◆ **STATED GOAL**
Write out all the records below again, substituting "comma-delimited" for every "comma-separated" and leaving everything else unchanged.

◆ **RECORDS SUPPLIED**
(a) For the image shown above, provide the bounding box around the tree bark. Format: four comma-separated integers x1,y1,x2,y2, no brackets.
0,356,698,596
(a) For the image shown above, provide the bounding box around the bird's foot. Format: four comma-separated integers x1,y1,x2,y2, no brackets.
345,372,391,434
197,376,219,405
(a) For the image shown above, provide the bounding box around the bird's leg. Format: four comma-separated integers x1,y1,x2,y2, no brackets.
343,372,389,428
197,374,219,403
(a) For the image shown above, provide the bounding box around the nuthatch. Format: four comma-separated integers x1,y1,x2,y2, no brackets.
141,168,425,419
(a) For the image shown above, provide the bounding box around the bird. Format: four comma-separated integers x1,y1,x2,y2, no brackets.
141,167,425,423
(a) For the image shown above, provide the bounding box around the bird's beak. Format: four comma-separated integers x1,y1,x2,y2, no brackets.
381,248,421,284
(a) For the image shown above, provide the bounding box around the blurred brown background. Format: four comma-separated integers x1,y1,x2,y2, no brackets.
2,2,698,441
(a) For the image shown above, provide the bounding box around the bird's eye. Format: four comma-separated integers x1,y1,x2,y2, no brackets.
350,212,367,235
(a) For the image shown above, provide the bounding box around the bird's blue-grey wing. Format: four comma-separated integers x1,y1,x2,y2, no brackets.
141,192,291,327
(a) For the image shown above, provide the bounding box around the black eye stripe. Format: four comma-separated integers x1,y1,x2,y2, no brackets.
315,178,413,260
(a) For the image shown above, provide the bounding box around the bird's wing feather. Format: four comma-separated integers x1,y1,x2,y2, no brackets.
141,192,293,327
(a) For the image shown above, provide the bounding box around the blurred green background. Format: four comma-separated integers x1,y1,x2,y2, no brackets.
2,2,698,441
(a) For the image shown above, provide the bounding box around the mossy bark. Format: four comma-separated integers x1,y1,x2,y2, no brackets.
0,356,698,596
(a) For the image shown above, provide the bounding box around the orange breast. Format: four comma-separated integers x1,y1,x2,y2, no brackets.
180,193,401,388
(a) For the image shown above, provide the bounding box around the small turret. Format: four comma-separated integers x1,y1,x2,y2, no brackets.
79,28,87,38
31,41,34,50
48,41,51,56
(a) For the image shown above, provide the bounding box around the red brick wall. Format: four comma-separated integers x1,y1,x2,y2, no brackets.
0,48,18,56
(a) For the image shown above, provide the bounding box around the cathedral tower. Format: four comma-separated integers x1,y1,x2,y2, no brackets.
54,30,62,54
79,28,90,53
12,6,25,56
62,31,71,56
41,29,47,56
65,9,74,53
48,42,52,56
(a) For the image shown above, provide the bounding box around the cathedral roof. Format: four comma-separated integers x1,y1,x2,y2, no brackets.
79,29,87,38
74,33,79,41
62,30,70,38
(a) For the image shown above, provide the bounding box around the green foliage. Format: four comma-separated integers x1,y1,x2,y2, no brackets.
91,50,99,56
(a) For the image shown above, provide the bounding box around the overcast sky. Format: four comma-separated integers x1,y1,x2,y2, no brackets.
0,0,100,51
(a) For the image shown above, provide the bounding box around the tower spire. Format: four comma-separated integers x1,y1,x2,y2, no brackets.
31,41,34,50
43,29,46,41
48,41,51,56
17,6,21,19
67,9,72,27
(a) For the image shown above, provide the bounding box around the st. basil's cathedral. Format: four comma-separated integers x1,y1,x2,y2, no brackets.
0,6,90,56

◆ **COMPLETED TASK**
(a) For the image shown above, provide the bounding box around the tree bark. Format: four comma-delimited integers x1,y1,x2,y2, no brackets.
0,356,698,596
(a) For the image shown above, provide the bounding box around the bird's foot. Format: four comma-delimited integers x1,y1,x2,y2, no brackets.
345,372,391,434
197,376,219,405
(a) For the image shown above, provide the bounding box around the bird's leg. Format: four comma-delimited integers x1,y1,x2,y2, no brackets.
343,372,389,428
197,374,219,403
(a) For the image shown above, provide the bounding box around the nuthatch. Format: four comma-delimited integers x1,y1,x2,y2, no brackets.
141,168,425,419
(a) For the image shown above, provide the bounding box around the bird. Format: four comma-delimited integers x1,y1,x2,y2, no brackets.
141,167,425,423
(a) For the image shown above, provide the bounding box around the bird's beak. Format: four comma-delimited integers x1,y1,x2,y2, no brackets.
381,248,421,284
(a) For the image shown above, provide the bounding box around the blurred brown background. Format: four comma-delimited integers x1,y1,x2,y2, no brackets.
2,2,698,441
(a) For the image shown above, provide the bounding box around the bird's eye. Format: four comma-delimited integers x1,y1,x2,y2, no brackets.
350,212,367,235
(a) For the image shown above, provide the bounding box around the bird's blue-grey wing. Format: four comma-delimited integers x1,y1,x2,y2, no brackets.
141,192,291,327
(a) For the image shown above, provide the bounding box around the black eye stripe. Format: four comma-delimited integers x1,y1,x2,y2, no brackets.
315,178,413,260
(a) For the image shown above, provide the bounding box around the bird's wing feather. Format: four comma-delimited integers x1,y1,x2,y2, no brackets.
141,192,293,327
(a) For the image shown above, provide the bounding box around the blurred green background. Format: four comma-delimited integers x1,y1,x2,y2, no brackets.
2,2,698,441
(a) For the image shown above, provide the bounding box around the mossy bark. Format: four comma-delimited integers x1,y1,x2,y2, no brackets.
0,356,698,596
(a) For the image shown above, provide the bounding box around the orange breast. Format: four comma-delimited integers x1,y1,x2,y2, no brackets.
180,193,401,388
(a) For the image shown above, provide the bounding box around the small turret. Format: four comma-delimited integers x1,y1,x2,y2, no brackets.
79,28,87,38
31,41,34,50
48,41,51,56
(a) For the image shown above, provide the bounding box around the red brick wall. Format: four comma-delimited integers x1,y1,x2,y2, no brackets.
0,48,18,56
(a) For the image shown above, provide the bounding box around the cathedral tower. Format: four comma-delimited integers x1,y1,x2,y2, no brackets.
54,30,62,54
79,28,90,53
12,6,25,56
62,31,71,56
41,29,47,56
65,9,74,53
48,42,52,56
(a) For the image shown above, provide the bounding box around the cathedral roof. Format: four comma-delimited integers x1,y1,x2,y2, no brackets.
79,29,87,38
74,33,79,41
62,30,70,38
(a) For the image shown above, provide the bounding box around the green foliage. Format: four comma-delimited integers x1,y1,x2,y2, no brackets.
91,50,99,56
(a) For the image shown above, provide the bounding box around the overcast sky. Format: four comma-delimited integers x1,y1,x2,y2, no brackets.
0,0,100,51
(a) For the image shown above, provide the bounding box around the tower spire. Format: four comma-delimited integers x1,y1,x2,y2, no brackets.
31,41,34,50
43,29,46,41
48,41,51,56
17,6,21,19
67,9,72,27
(a) For the image shown above, provide the bounding box around the st. basil's cathedral. Format: four comma-delimited integers x1,y1,x2,y2, no brackets.
0,6,90,56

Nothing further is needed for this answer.